Records for pointing at named objects

==================================================

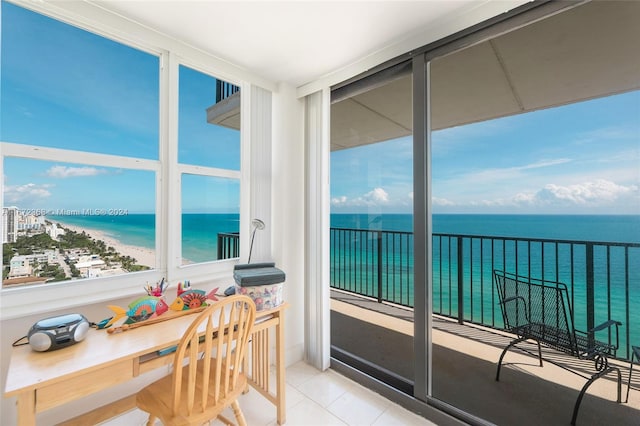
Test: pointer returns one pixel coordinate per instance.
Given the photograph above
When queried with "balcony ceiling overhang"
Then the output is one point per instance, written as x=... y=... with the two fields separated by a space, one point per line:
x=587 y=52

==================================================

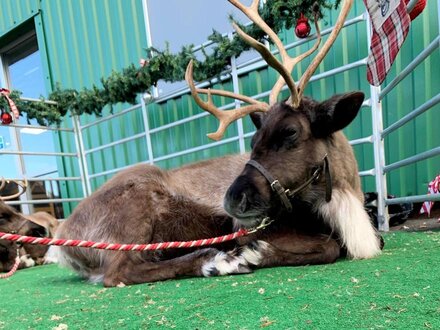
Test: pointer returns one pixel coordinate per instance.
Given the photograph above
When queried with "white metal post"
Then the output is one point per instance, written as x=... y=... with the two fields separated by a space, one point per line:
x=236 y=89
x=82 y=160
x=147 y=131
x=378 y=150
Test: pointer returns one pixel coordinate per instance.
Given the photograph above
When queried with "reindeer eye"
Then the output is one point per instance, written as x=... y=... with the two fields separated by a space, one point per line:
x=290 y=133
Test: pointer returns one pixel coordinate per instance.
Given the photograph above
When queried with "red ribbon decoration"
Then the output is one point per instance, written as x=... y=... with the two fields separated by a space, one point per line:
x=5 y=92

==================================================

◆ Request:
Report each line of the data above that contains the string "queried", copying every such line in full.

◆ Completed exercise:
When queried with "balcony ceiling overhang"
When queried with "white metal post"
When queried with "reindeer eye"
When queried with "red ribbon decoration"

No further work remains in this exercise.